O submundo do século XXI
William Friedkin foi um dos diretores mais notáveis da Nova Hollywood, momento do cinema norte-americano quando os jovens tomaram os estúdios, nos idos anos 70. Já veterano entre os novos cineastas, com quatro longas nas costas e um bocado de documentários televisivos, Friedkin estourou em 1971 com “Operação França”, sucesso de público e de crítica, ganhador dos principais Oscars, entre eles, de filme e direção. O filme seguinte, “O Exorcista” (1973), apesar dos diversos problemas de produção, arrebentou nas bilheterias. Parecia que a ousadia do diretor na escolha de temáticas estava resultando, que a violência e o questionamento haviam encontrado uma forma de expressão. Porém, ao contrário de outros diretores da Nova Hollywood, Friedkin perdeu seu espaço e nunca mais conseguiu o mesmo sucesso de crítica e de público.

◇ ◇ ◇ ◇ ◇ ◇ ◇

PARTES DO EXERCÍCIO.
[1] Responda às perguntas abaixo com base no trecho sobre William Friedkin, marcando as respostas com as mesmas letras.
(a) Em que ano Friedkin estourou com "Operação França"?
(b) Quantos longas Friedkin já tinha feito antes desse sucesso?
(c) Em que ano foi lançado "O Exorcista"?
[2] Transcreva fielmente a parte do trecho sobre William Friedkin que começa com "O submundo do" e segue até "e de público.".

[Entradas de dados extraídas]

◇ ◇ ◇ ◇ ◇ ◇ ◇

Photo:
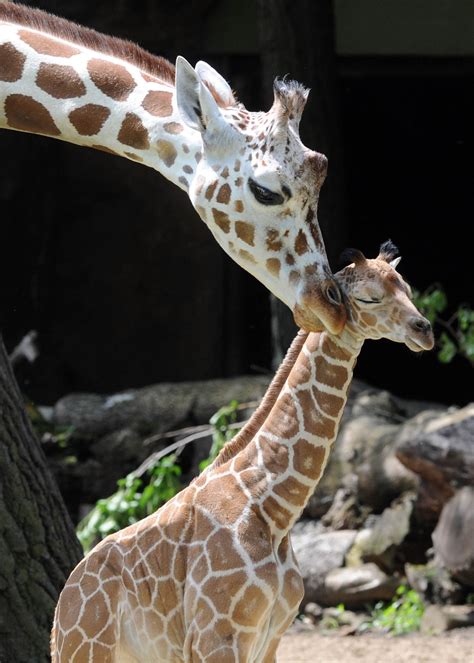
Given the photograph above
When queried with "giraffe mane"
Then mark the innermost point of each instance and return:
(59, 27)
(253, 425)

◇ ◇ ◇ ◇ ◇ ◇ ◇

RESULTADOS DO EXERCÍCIO.
[1]
(a) Em 1971.
(b) Quatro longas.
(c) Em 1973.

[2]
O submundo do século XXI
William Friedkin foi um dos diretores mais notáveis da Nova Hollywood, momento do cinema norte-americano quando os jovens tomaram os estúdios, nos idos anos 70. Já veterano entre os novos cineastas, com quatro longas nas costas e um bocado de documentários televisivos, Friedkin estourou em 1971 com “Operação França”, sucesso de público e de crítica, ganhador dos principais Oscars, entre eles, de filme e direção. O filme seguinte, “O Exorcista” (1973), apesar dos diversos problemas de produção, arrebentou nas bilheterias. Parecia que a ousadia do diretor na escolha de temáticas estava resultando, que a violência e o questionamento haviam encontrado uma forma de expressão. Porém, ao contrário de outros diretores da Nova Hollywood, Friedkin perdeu seu espaço e nunca mais conseguiu o mesmo sucesso de crítica e de público.